====== Passage to read ======

The third was Brian Hyland’s Sealed With a Kiss. Well, it was summer and even in Mablethorpe the evenings could feel romantic, the sun sinking slowly down over the wide horizon. I remembered it, some of it, some twenty five years later, when writing Last Summer, First Love, the second of my books in the Pan Heartlines series of teenage romances. [Look, a guy has to eat!]
Set, yes, in Mablethorpe, it’s the touching story of true love between Lauri, whose last summer it is, helping out in her mum’s café before heading off to be a nurse, and Mike, a student working on the hot dog stall. The names [and a whole lot more] were changed to protect the innocent.
Sam Stone : Swamp Dog from A Soldier’s Sad Story – Vietnam Through the Eyes of Black America, 1963-73
Too Close for Comfort : Art Pepper from Intensity
I Sing Um the Way I Feel : J B Lenoir & His African Hunch Rhythm from The Sound of the City: Chicago assembled by Charlie Gillett *
Blue Turning Grey Over You : The Chris Barber Band from Remembering Pat Halcox
Ruby, My Dear : Thelonious Monk with John Coltrane from The Complete Riverside Recordings
Into My Arms : Shelby Lynne & Allison Moorer from Not Dark Yet
Single Girl, Married Girl : Charlie Haden from Rambling Boy **
It’s Not the Liquor I Miss : Luke Doucet from Broken
Panama : Luis Russell & His Orchestra from Saratoga Shout
I Left My Baby : Count Basie & His Orchestra with Jimmy Rushing (voc) from Classic Columbia, Okeh & Vocalion Lester Young with Count Basie
Love of Mine : Tish Hinojosa from Destiny’s Gate
The Books, Departures & Ben’s Photo : Lee Harwood reading, on a CD included with the publication, three of his own poems from The Books, Longbarrow Press, 2011. ***
*Living and teaching in Stevenage in the early to mid-70s, whenever possible I used to set aside all other engagements in order to listen to Honky Tonk, the programme Charlie Gillett presented on Radio London between 1972 and 1978, and which included about as broad a range of music that could be loosely categorised as rock ‘n’ roll as possible – from J J Cale and The Coasters, via Graham Parker and Dion, to Manu Dibango and the original demo version of Dire Straits’ Sultans of Swing.

======

Stated task 1 >>
Copy the rows word for word, from the line that contains "Would you mind pinning the carrot" through the final line of the rows, with both of those lines included.

====== Record set ======

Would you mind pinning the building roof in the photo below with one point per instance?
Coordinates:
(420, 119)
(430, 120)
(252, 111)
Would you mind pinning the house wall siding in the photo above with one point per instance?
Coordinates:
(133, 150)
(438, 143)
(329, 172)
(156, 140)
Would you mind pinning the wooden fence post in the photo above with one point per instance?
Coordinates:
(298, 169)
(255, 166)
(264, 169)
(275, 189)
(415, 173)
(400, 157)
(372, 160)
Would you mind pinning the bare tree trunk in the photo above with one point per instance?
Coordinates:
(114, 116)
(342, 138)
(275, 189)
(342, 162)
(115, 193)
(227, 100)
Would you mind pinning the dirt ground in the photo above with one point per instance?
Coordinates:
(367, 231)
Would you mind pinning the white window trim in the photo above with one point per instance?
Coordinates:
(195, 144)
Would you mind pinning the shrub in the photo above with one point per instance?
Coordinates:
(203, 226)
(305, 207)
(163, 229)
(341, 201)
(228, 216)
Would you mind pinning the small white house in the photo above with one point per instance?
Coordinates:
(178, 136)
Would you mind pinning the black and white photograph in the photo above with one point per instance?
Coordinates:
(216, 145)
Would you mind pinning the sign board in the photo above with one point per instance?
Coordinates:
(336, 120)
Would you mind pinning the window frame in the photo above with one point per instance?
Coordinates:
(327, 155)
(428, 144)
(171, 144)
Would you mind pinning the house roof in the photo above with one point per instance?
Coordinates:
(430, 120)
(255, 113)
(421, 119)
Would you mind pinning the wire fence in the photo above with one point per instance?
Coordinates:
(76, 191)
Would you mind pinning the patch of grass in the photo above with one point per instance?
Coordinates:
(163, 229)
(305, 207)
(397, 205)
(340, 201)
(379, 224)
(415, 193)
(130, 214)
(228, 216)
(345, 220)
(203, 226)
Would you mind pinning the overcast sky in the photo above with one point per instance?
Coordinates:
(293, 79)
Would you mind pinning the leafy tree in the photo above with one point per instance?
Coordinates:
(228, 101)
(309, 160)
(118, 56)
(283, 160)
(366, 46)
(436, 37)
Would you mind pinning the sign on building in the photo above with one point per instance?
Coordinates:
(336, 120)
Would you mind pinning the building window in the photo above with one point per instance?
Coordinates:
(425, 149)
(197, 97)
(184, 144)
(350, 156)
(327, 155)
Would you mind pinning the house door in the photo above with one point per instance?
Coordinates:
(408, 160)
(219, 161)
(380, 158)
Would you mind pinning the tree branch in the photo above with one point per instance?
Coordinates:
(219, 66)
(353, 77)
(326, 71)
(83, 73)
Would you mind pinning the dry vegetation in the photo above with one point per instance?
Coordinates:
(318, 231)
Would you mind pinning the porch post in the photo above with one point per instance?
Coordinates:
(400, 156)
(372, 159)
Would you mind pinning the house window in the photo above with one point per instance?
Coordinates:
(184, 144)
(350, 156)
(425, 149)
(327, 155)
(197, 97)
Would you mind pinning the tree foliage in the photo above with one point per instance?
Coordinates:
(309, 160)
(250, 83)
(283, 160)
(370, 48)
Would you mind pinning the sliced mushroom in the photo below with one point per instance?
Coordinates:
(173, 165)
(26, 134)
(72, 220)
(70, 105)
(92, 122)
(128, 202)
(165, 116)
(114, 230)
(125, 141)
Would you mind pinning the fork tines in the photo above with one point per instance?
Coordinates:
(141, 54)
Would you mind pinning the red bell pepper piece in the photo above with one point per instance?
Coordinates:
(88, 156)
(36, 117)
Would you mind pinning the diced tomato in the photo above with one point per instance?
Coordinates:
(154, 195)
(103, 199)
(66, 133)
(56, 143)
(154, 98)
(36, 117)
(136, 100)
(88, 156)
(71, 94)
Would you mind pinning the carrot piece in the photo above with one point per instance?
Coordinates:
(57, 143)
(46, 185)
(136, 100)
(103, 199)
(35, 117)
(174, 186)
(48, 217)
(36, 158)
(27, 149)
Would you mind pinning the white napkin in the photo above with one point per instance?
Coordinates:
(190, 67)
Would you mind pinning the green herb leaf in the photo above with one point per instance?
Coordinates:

======

Stated task 2 >>
Continue the passage about the song list and its notes, starting right after its last sentence.

Exercise answer 1 >>
Would you mind pinning the carrot piece in the photo above with one point per instance?
Coordinates:
(57, 143)
(46, 185)
(136, 100)
(103, 199)
(35, 117)
(174, 186)
(48, 217)
(36, 158)
(27, 149)
Would you mind pinning the white napkin in the photo above with one point per instance?
Coordinates:
(190, 67)
Would you mind pinning the green herb leaf in the photo above with one point per instance?
Coordinates:

Exercise answer 2 >>
**Okay proud moment coming up. It took place outside a bookstore in Venice Beach, Los Angeles, where I was due to give a reading as part of a West Coast book tour [those were the days!]; I was waiting outside beforehand, chatting to some of the people who’d arrived early, when a man came over and introduced himself as Charlie Haden. He couldn’t stay for the reading, he explained, as he had a gig later, but he just wanted to tell me how much he’d been enjoying my books – his son worked in the store and had recommended them – and he wanted me to have something in return, a copy of his latest CD with Quartet West. Oh, and let me go on record here – much as I enjoy the Quartet West CDs and Haden’s other work as both sideman and leader, my all-time favourite, and one of my favourite recordings ever, is Steal Away, with just himself on bass and Hank Jones at the piano, playing a selection of Spirituals, Hymns & Folk Songs. Perfection.
***Lee Harwood was perhaps the first poet – the first living poet – whose work I responded to strongly both on a personal level and as an aspiring writer – it took me many years to steer my poetry away from sounding like pale imitations of his and it’s a spell I fall under still. There are worse faults, I’m sure. I was fortunate enough to get to know Lee as a friend and to publish some of his work through Slow Dancer Press. [Dream Quilt, 1985; In the Mists, 1993; Morning Light, 1998] On the last occasion I saw him, before his sad death in 2015, we were both reading with the John Lake Band on the South Coast, not far from where he lived in Hove, and his voice was a soft and inimitable as ever. A lovely, lovely man and a wonderful poet.